== Segment start ==

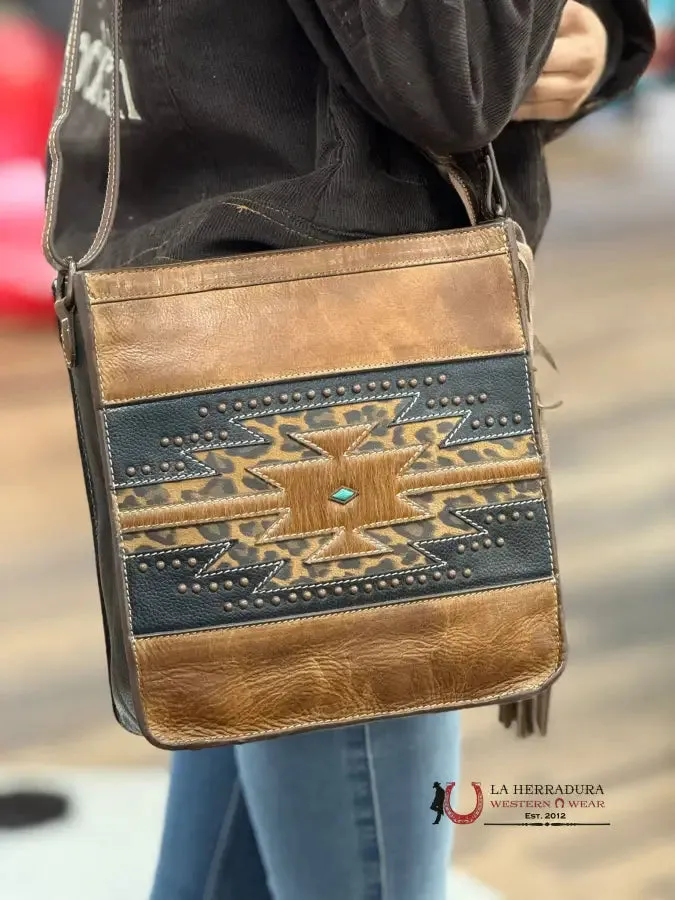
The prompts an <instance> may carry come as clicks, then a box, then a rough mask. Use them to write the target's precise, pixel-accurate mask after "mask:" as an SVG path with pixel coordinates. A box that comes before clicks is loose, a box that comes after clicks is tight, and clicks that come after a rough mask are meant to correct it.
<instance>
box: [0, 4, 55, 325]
mask: <svg viewBox="0 0 675 900" xmlns="http://www.w3.org/2000/svg"><path fill="white" fill-rule="evenodd" d="M62 55H63V50H62V47H61V46H60V44H59V42H58V41H57V40H55V39H54V37H53V36H52V35H51V34H50V33H48V32H46V31H44V30H43V29H42V28H41V27H40V26H39V25H38V24H36V23H35V22H33V21H31V20H30V19H25V18H21V17H15V16H5V17H3V16H2V15H1V14H0V317H3V316H4V317H6V316H12V317H14V318H16V317H18V318H24V319H26V318H29V319H30V318H32V319H34V318H35V317H40V318H43V319H48V320H50V321H52V320H53V318H54V313H53V309H52V299H51V292H50V285H51V281H52V279H53V271H52V269H51V267H50V266H49V265H48V264H47V263H46V262H45V260H44V258H43V256H42V249H41V234H42V223H43V219H44V184H45V172H44V165H45V150H46V145H47V137H48V134H49V126H50V122H51V117H52V111H53V108H54V102H55V99H56V94H57V91H58V88H59V83H60V79H61V62H62Z"/></svg>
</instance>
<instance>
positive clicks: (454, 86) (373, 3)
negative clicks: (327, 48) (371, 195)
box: [291, 0, 630, 156]
mask: <svg viewBox="0 0 675 900" xmlns="http://www.w3.org/2000/svg"><path fill="white" fill-rule="evenodd" d="M629 2H630V0H629ZM310 3H311V5H312V6H313V7H314V9H313V10H312V13H311V14H312V15H316V14H317V13H318V15H320V16H321V17H322V18H323V20H324V21H325V24H326V25H327V26H328V29H329V30H330V32H331V34H332V38H333V39H334V42H335V43H336V44H337V45H338V46H339V48H340V50H341V52H342V54H343V56H344V58H345V61H346V62H347V64H348V67H349V69H350V70H351V73H352V74H353V75H354V76H355V77H356V80H357V81H358V82H359V85H360V86H361V87H362V88H363V90H364V93H365V94H366V95H367V97H368V100H369V101H370V102H369V104H368V105H369V106H370V107H371V109H374V111H375V112H376V114H377V117H378V118H379V119H381V121H383V122H384V123H385V124H386V125H388V126H389V127H390V128H392V129H393V130H394V131H397V132H398V133H399V134H400V135H402V136H403V137H405V138H407V139H408V140H409V141H411V142H412V143H414V144H416V145H417V146H419V147H422V148H424V149H426V150H429V151H431V152H432V153H435V154H438V155H441V156H442V155H446V154H453V153H463V152H469V151H473V150H477V149H480V148H481V147H484V146H485V145H486V144H488V143H489V142H490V141H492V140H494V138H496V137H497V135H498V134H499V133H500V132H501V131H502V130H503V129H504V128H505V127H506V125H507V123H508V122H509V121H510V119H511V118H512V116H513V114H514V112H515V110H516V109H517V107H518V106H519V104H520V102H521V101H522V99H523V98H524V96H525V94H526V93H527V91H528V90H529V88H530V87H531V86H532V85H533V84H534V82H535V81H536V80H537V77H538V76H539V74H540V72H541V70H542V69H543V67H544V63H545V62H546V59H547V57H548V54H549V52H550V49H551V47H552V45H553V41H554V39H555V36H556V32H557V29H558V25H559V22H560V18H561V15H562V9H563V6H564V0H310ZM291 5H292V6H295V7H296V9H297V7H298V6H299V2H298V0H294V2H291Z"/></svg>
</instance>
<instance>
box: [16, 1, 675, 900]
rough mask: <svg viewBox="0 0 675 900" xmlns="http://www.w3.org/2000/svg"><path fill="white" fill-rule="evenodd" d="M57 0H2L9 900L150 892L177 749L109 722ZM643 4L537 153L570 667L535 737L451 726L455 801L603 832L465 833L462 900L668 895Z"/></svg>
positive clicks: (657, 386)
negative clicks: (588, 794)
mask: <svg viewBox="0 0 675 900" xmlns="http://www.w3.org/2000/svg"><path fill="white" fill-rule="evenodd" d="M618 2H620V0H618ZM68 6H69V3H68V0H34V2H33V3H30V4H25V3H22V4H11V6H10V5H7V4H4V3H3V2H2V0H0V434H1V435H2V438H3V439H2V441H1V442H0V629H1V630H0V898H2V900H66V898H67V900H118V898H120V897H125V900H146V898H147V895H148V890H149V884H150V879H151V874H152V867H153V862H154V855H155V852H156V849H157V843H158V838H159V829H160V826H161V816H162V809H163V803H164V793H165V789H166V765H167V755H166V754H164V753H162V752H160V751H158V750H155V749H153V748H151V747H150V746H149V745H147V744H145V743H144V742H143V741H142V740H141V739H139V738H133V737H130V736H129V735H127V734H126V733H124V732H123V731H122V730H120V729H119V728H118V726H117V725H116V724H115V722H114V720H113V717H112V714H111V711H110V703H109V698H108V687H107V679H106V673H105V671H104V649H103V635H102V630H101V624H100V621H99V601H98V596H97V587H96V577H95V572H94V565H93V557H92V547H91V539H90V533H89V519H88V512H87V508H86V501H85V493H84V489H83V485H82V478H81V473H80V468H79V460H78V454H77V445H76V439H75V431H74V427H73V421H72V415H71V408H70V397H69V392H68V386H67V379H66V373H65V369H64V366H63V359H62V357H61V351H60V347H59V343H58V339H57V336H56V331H55V326H54V318H53V312H52V308H51V297H50V282H51V277H52V276H51V272H50V270H49V268H48V267H47V265H46V263H44V262H43V260H42V256H41V251H40V241H39V238H40V230H41V225H42V204H43V190H44V171H43V157H44V146H45V140H46V132H47V129H48V126H49V120H50V116H51V109H52V104H53V100H54V95H55V92H56V90H57V85H58V81H59V74H60V60H61V52H62V45H63V35H64V31H65V27H66V20H67V16H68ZM652 6H653V12H654V15H655V17H656V19H657V23H658V24H659V28H660V42H659V53H658V55H657V58H656V59H655V61H654V65H653V67H652V71H651V72H650V73H649V75H648V76H647V77H646V78H645V79H644V80H643V82H642V83H641V85H640V87H639V89H638V90H637V91H636V93H635V94H634V95H633V96H632V97H630V98H628V99H626V100H625V101H624V102H622V103H620V104H618V105H617V106H616V107H614V108H612V109H610V110H607V111H606V112H603V113H601V114H599V115H598V116H596V117H595V118H593V119H592V120H590V121H588V122H586V123H584V124H583V125H581V126H580V127H578V128H577V129H575V130H574V131H573V133H572V134H570V135H568V136H567V137H566V138H564V139H563V140H561V141H560V142H558V143H557V144H555V145H554V146H553V147H552V148H551V152H550V163H551V174H552V183H553V195H554V216H553V219H552V221H551V225H550V228H549V231H548V234H547V238H546V240H545V243H544V246H543V247H542V251H541V254H540V258H539V261H538V262H539V265H538V273H537V278H538V284H537V307H538V308H537V328H538V332H539V334H540V337H541V338H542V340H543V341H544V343H545V344H547V345H548V347H549V348H550V350H551V351H552V352H553V354H554V355H555V356H556V358H557V361H558V365H559V369H560V376H559V377H558V378H557V379H554V380H552V381H551V383H550V384H548V383H547V385H546V388H545V390H546V391H547V394H548V396H549V397H550V399H551V400H557V399H558V398H559V397H562V398H563V399H564V405H563V406H562V408H560V409H558V410H556V411H555V412H552V413H551V414H550V415H549V427H550V433H551V443H552V455H553V481H554V495H555V500H556V506H557V517H558V532H559V544H560V556H561V568H562V571H563V573H564V587H565V591H566V603H567V616H568V629H569V636H570V642H571V647H572V653H571V658H570V663H569V667H568V670H567V673H566V675H565V677H564V678H563V679H562V681H561V682H560V683H559V685H558V686H557V687H556V688H555V691H554V695H553V696H554V705H553V716H552V725H551V730H550V734H549V737H548V738H547V739H546V740H543V741H542V740H534V739H533V740H530V741H528V742H527V743H518V742H517V741H516V740H515V738H514V736H513V734H511V733H507V732H504V731H503V730H502V729H501V728H499V727H498V726H497V724H496V716H495V712H494V710H481V711H475V712H471V713H467V714H466V715H464V763H463V773H462V778H463V779H464V782H465V783H464V784H463V785H462V788H461V796H460V803H463V804H464V805H465V806H467V807H468V808H470V807H471V805H472V803H473V800H472V797H473V795H472V792H471V787H470V784H469V782H470V781H472V780H473V781H480V782H481V783H482V784H483V786H484V789H485V788H486V787H487V786H489V785H490V784H497V785H501V784H506V785H509V786H511V785H514V784H521V783H530V784H536V783H553V784H557V783H582V784H593V785H598V784H600V785H602V787H603V790H604V795H603V799H604V801H605V809H604V811H603V817H604V819H605V820H607V821H610V822H611V825H610V826H609V827H604V828H556V829H550V830H548V829H543V828H542V829H537V828H528V829H524V828H506V827H504V828H486V827H480V825H479V824H476V825H474V826H470V827H459V828H458V829H457V852H456V865H457V868H458V870H461V871H462V872H463V873H464V875H465V877H464V878H463V880H461V882H460V881H458V886H457V890H456V893H455V894H453V900H455V898H456V900H463V898H467V900H468V898H469V897H471V898H479V897H485V898H488V897H493V898H508V900H541V898H544V900H563V898H565V900H567V898H569V897H573V898H579V900H596V898H601V900H605V898H612V900H675V853H674V852H673V840H674V836H675V704H674V703H673V689H674V686H675V602H674V601H675V565H674V558H675V553H674V549H673V548H674V547H675V514H674V512H673V511H674V510H675V475H673V467H672V457H673V447H674V446H675V92H673V91H672V87H671V86H672V85H674V84H675V2H668V0H661V2H653V4H652ZM436 777H438V775H437V773H433V777H432V773H430V782H429V783H430V785H431V783H432V780H433V778H436ZM441 777H443V776H442V775H441ZM18 793H22V794H24V795H25V796H23V798H17V794H18ZM420 802H431V795H430V796H429V798H426V797H424V798H420ZM456 805H457V806H458V807H460V804H459V803H457V804H456ZM460 808H461V807H460ZM520 817H521V818H522V813H521V814H520ZM493 818H495V817H494V816H493ZM506 820H507V819H505V818H504V817H503V816H502V817H501V819H500V821H506ZM120 859H124V860H125V862H124V865H120V864H119V862H118V861H119V860H120ZM472 879H476V880H478V881H480V882H481V883H483V884H485V885H489V887H490V890H486V891H482V889H480V888H478V887H477V886H473V887H472V885H473V884H474V882H473V881H472ZM242 900H245V898H242ZM345 900H349V898H345ZM411 900H417V898H411Z"/></svg>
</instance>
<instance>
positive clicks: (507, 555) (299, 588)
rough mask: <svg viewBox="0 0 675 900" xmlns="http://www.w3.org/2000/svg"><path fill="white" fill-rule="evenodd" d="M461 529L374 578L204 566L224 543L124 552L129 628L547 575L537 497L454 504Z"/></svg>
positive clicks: (539, 500) (297, 613)
mask: <svg viewBox="0 0 675 900" xmlns="http://www.w3.org/2000/svg"><path fill="white" fill-rule="evenodd" d="M455 515H456V516H457V518H458V520H460V521H461V522H463V523H464V524H465V525H466V526H467V533H466V534H464V535H461V536H460V537H453V538H451V539H447V540H440V541H426V542H424V541H423V542H420V543H418V544H415V545H413V546H415V547H416V549H418V550H420V551H422V552H423V553H424V554H425V555H426V556H428V557H429V564H428V565H427V566H418V567H416V568H414V569H408V570H405V571H403V572H387V573H386V574H382V575H381V576H378V575H377V574H373V573H370V576H369V577H364V578H358V579H345V580H342V581H340V582H332V583H326V584H312V585H311V586H309V585H308V586H300V587H295V588H294V589H292V590H291V589H285V590H275V589H271V588H270V587H269V586H268V585H267V584H266V581H267V580H268V579H270V578H271V577H272V576H273V575H274V573H275V570H276V568H277V567H278V565H279V564H278V563H268V564H263V565H260V566H254V567H249V568H243V567H242V568H237V569H222V570H219V569H217V568H214V563H215V562H217V560H218V557H219V556H220V555H221V554H222V553H223V552H224V551H226V550H227V549H228V542H223V543H221V544H209V545H205V546H202V547H198V548H187V549H185V548H184V549H181V550H179V551H176V550H167V551H160V552H156V553H149V554H142V553H141V554H136V555H134V556H129V557H128V558H127V577H128V581H129V588H130V593H131V602H132V617H133V628H134V632H135V633H136V634H137V635H150V634H159V633H166V632H176V631H190V630H192V629H199V628H214V627H222V626H228V625H246V624H250V623H251V622H260V621H267V620H270V619H278V618H288V617H296V616H298V615H316V614H320V613H324V612H331V611H334V610H339V609H346V608H350V607H356V606H372V605H377V604H382V603H391V602H395V601H399V602H400V601H402V600H415V599H419V598H422V597H430V596H437V595H447V594H453V593H465V592H468V591H476V590H479V589H485V588H493V587H502V586H504V585H510V584H516V583H519V582H528V581H536V580H540V579H544V578H551V577H552V575H553V558H552V546H551V536H550V532H549V523H548V518H547V514H546V508H545V505H544V503H543V501H541V500H530V501H518V502H514V503H508V504H497V505H492V506H481V507H480V508H478V509H470V510H466V509H465V510H460V511H458V512H455Z"/></svg>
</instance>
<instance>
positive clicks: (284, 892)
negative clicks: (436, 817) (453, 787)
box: [151, 713, 459, 900]
mask: <svg viewBox="0 0 675 900" xmlns="http://www.w3.org/2000/svg"><path fill="white" fill-rule="evenodd" d="M458 722H459V720H458V716H457V714H456V713H437V714H431V715H418V716H411V717H409V718H401V719H389V720H385V721H380V722H375V723H371V724H367V725H357V726H352V727H349V728H340V729H334V730H326V731H316V732H311V733H308V734H300V735H293V736H289V737H281V738H276V739H274V740H269V741H260V742H257V743H253V744H246V745H242V746H237V747H226V748H223V749H215V750H197V751H184V752H179V753H175V754H174V755H173V761H172V774H171V786H170V791H169V799H168V805H167V813H166V823H165V830H164V836H163V840H162V846H161V852H160V859H159V866H158V870H157V875H156V881H155V886H154V890H153V893H152V898H151V900H446V889H445V885H446V877H447V871H448V863H449V856H450V849H451V841H452V827H451V823H450V821H449V819H447V818H446V817H443V819H442V821H441V822H440V823H439V824H438V825H434V824H433V822H434V818H435V816H434V813H433V812H432V811H431V810H430V808H429V807H430V804H431V803H432V801H433V799H434V789H433V783H434V781H441V782H443V783H444V782H445V781H452V780H456V779H457V776H458V757H459V725H458Z"/></svg>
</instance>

== Segment end ==

● DIRECTIVE:
Print everything from the start of the rows down through the line containing "box: [291, 0, 630, 156]", leaving out the pictures.

● ANSWER SPACE:
The prompts an <instance> may carry come as clicks, then a box, then a rough mask. Use them to write the target's precise, pixel-accurate mask after "mask:" as an SVG path with pixel coordinates. A box that comes before clicks is loose, a box that comes after clicks is tight, and clicks that come after a rough mask are meant to correct it.
<instance>
box: [0, 4, 55, 325]
mask: <svg viewBox="0 0 675 900" xmlns="http://www.w3.org/2000/svg"><path fill="white" fill-rule="evenodd" d="M62 55H63V50H62V47H61V46H60V44H59V42H58V41H57V40H55V39H54V37H53V36H52V35H51V34H50V33H48V32H46V31H44V30H43V29H42V28H41V27H40V26H39V25H38V24H36V23H35V22H33V21H31V20H30V19H25V18H21V17H15V16H5V17H3V16H2V15H1V14H0V317H3V316H4V317H6V316H12V317H14V318H16V317H18V318H24V319H26V318H29V319H30V318H32V319H34V318H35V317H40V318H43V319H48V320H50V321H52V320H53V318H54V313H53V309H52V299H51V292H50V285H51V281H52V279H53V271H52V269H51V267H50V266H49V265H48V264H47V263H46V262H45V260H44V258H43V256H42V249H41V234H42V223H43V219H44V184H45V172H44V165H45V150H46V145H47V137H48V134H49V126H50V122H51V117H52V111H53V108H54V102H55V99H56V94H57V91H58V88H59V83H60V79H61V62H62Z"/></svg>
</instance>
<instance>
positive clicks: (454, 86) (373, 3)
negative clicks: (327, 48) (371, 195)
box: [291, 0, 630, 156]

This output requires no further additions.